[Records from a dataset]
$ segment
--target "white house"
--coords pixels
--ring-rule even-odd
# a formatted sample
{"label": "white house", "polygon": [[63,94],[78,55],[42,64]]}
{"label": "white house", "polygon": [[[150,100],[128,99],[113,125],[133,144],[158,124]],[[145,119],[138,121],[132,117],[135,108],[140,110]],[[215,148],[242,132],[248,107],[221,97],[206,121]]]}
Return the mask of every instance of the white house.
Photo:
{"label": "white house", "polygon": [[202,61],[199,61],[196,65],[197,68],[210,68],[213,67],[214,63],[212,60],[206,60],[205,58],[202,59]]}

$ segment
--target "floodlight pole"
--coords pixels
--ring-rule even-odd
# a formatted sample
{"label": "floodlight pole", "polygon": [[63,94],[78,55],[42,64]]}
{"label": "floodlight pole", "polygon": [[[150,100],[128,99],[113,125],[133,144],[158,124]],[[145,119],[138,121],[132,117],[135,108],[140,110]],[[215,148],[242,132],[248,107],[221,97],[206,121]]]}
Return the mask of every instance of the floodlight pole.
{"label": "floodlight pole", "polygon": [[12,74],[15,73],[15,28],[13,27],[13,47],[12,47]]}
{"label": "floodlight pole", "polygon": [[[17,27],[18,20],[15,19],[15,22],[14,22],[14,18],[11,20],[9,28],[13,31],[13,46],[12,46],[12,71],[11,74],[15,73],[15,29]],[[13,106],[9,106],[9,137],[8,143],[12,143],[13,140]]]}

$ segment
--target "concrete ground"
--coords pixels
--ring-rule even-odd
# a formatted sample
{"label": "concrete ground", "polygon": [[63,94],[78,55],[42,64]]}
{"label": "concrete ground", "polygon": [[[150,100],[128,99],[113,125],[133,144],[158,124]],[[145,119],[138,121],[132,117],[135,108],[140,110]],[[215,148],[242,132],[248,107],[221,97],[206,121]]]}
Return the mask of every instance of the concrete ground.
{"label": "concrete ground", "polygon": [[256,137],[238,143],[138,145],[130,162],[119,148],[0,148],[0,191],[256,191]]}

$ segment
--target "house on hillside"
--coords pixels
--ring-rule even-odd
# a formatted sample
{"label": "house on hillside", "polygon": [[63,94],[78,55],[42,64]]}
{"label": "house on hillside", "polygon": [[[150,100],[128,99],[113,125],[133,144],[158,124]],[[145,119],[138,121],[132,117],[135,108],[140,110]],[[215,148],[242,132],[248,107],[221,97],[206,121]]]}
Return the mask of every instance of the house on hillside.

▸ **Given problem**
Restate every line of the data word for word.

▸ **Response for this exercise**
$ segment
--target "white house"
--coords pixels
--ring-rule even-odd
# a formatted sample
{"label": "white house", "polygon": [[63,94],[78,55],[42,64]]}
{"label": "white house", "polygon": [[[150,100],[128,99],[113,125],[133,144],[158,124]],[[145,119],[138,121],[132,117],[135,108],[140,110]],[[215,148],[242,132],[248,107],[221,97],[206,121]]]}
Return the mask of every instance of the white house.
Photo:
{"label": "white house", "polygon": [[202,61],[199,61],[196,65],[197,68],[210,68],[213,67],[214,63],[212,60],[206,60],[205,58],[202,59]]}

$ segment
--target "floodlight pole"
--coords pixels
--ring-rule even-odd
# a formatted sample
{"label": "floodlight pole", "polygon": [[63,94],[78,55],[42,64]]}
{"label": "floodlight pole", "polygon": [[[150,100],[128,99],[113,125],[133,144],[158,124]],[[145,119],[138,121],[132,117],[135,108],[140,110]],[[215,148],[242,132],[248,107],[221,97],[206,121]]]}
Return the mask of every instance of the floodlight pole.
{"label": "floodlight pole", "polygon": [[12,74],[15,73],[15,28],[13,27],[13,47],[12,47]]}
{"label": "floodlight pole", "polygon": [[[17,27],[18,20],[15,19],[15,22],[14,22],[14,18],[11,20],[9,28],[13,31],[13,46],[12,46],[12,71],[11,74],[15,73],[15,29]],[[13,106],[9,106],[9,137],[8,143],[12,143],[13,140]]]}

$ segment
--target "concrete ground"
--coords pixels
--ring-rule even-odd
# a formatted sample
{"label": "concrete ground", "polygon": [[63,94],[78,55],[42,64]]}
{"label": "concrete ground", "polygon": [[[150,100],[128,99],[113,125],[133,144],[158,124]],[[145,119],[138,121],[132,117],[135,108],[140,110]],[[215,148],[242,132],[248,107],[221,97],[206,121]]]}
Return the mask of every instance of the concrete ground.
{"label": "concrete ground", "polygon": [[256,137],[238,143],[138,145],[130,162],[119,148],[0,148],[0,191],[256,191]]}

$ segment
--target "house on hillside"
--coords pixels
--ring-rule even-odd
# a formatted sample
{"label": "house on hillside", "polygon": [[63,94],[78,55],[42,64]]}
{"label": "house on hillside", "polygon": [[[150,100],[128,99],[113,125],[133,144],[158,124]],[[145,119],[138,121],[132,117],[135,108],[140,110]],[[215,148],[242,132],[248,107],[221,97],[206,121]]]}
Return the mask of every instance of the house on hillside.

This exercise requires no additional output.